**Stated task:**
Can you reproduce the data below word for word, starting with the line that contains "locate the jersey" and going on through the line that contains "[38,148,119,230]", both ends included?

**Listed entries:**
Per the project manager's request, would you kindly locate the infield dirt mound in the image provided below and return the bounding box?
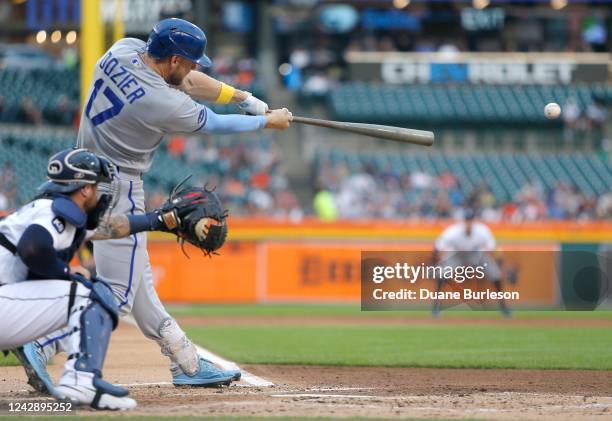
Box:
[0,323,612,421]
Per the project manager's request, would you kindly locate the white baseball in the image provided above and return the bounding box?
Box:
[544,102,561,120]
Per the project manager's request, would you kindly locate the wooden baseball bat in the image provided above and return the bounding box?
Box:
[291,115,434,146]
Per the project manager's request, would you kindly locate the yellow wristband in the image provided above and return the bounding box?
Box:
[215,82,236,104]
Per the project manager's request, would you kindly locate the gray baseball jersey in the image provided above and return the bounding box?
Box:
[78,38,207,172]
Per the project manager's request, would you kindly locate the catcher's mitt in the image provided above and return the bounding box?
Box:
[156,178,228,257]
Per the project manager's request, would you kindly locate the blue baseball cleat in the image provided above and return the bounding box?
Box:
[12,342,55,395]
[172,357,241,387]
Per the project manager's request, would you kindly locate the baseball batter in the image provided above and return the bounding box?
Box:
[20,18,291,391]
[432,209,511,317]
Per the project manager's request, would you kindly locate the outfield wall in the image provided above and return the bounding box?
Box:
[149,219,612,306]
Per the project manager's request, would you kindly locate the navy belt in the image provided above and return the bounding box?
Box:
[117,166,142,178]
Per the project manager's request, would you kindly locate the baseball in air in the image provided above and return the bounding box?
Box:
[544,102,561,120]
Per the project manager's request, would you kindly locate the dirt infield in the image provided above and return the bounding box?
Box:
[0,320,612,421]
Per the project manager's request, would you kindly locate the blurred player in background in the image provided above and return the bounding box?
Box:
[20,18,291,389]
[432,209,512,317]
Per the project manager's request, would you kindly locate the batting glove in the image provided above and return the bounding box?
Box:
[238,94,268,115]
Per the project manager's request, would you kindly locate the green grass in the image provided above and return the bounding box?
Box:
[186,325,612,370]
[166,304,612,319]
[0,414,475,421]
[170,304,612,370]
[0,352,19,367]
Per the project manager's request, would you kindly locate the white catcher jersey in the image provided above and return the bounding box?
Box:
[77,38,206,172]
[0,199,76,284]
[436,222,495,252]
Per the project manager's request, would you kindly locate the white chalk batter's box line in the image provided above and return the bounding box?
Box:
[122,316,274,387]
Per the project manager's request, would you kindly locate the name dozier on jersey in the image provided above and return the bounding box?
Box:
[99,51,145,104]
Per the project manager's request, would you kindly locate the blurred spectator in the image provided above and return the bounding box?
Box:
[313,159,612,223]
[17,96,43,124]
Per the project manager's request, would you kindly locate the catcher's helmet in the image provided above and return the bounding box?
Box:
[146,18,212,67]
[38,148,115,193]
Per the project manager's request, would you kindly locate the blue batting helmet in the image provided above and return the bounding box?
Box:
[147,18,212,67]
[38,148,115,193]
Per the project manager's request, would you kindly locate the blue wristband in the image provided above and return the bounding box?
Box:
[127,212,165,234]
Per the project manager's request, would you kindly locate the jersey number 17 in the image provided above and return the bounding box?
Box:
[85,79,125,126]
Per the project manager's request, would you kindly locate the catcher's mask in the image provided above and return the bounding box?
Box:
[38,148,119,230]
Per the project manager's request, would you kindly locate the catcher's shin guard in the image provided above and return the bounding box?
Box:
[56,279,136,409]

**Complete response:**
Per the project manager's request, would you kindly locate the jersey number 17 in the image provided above and return the bounding box?
Box:
[85,79,125,126]
Per the project manager's request, would you kindly locate the catcher's mask in the image provided above and return the bounding box?
Box:
[38,148,119,230]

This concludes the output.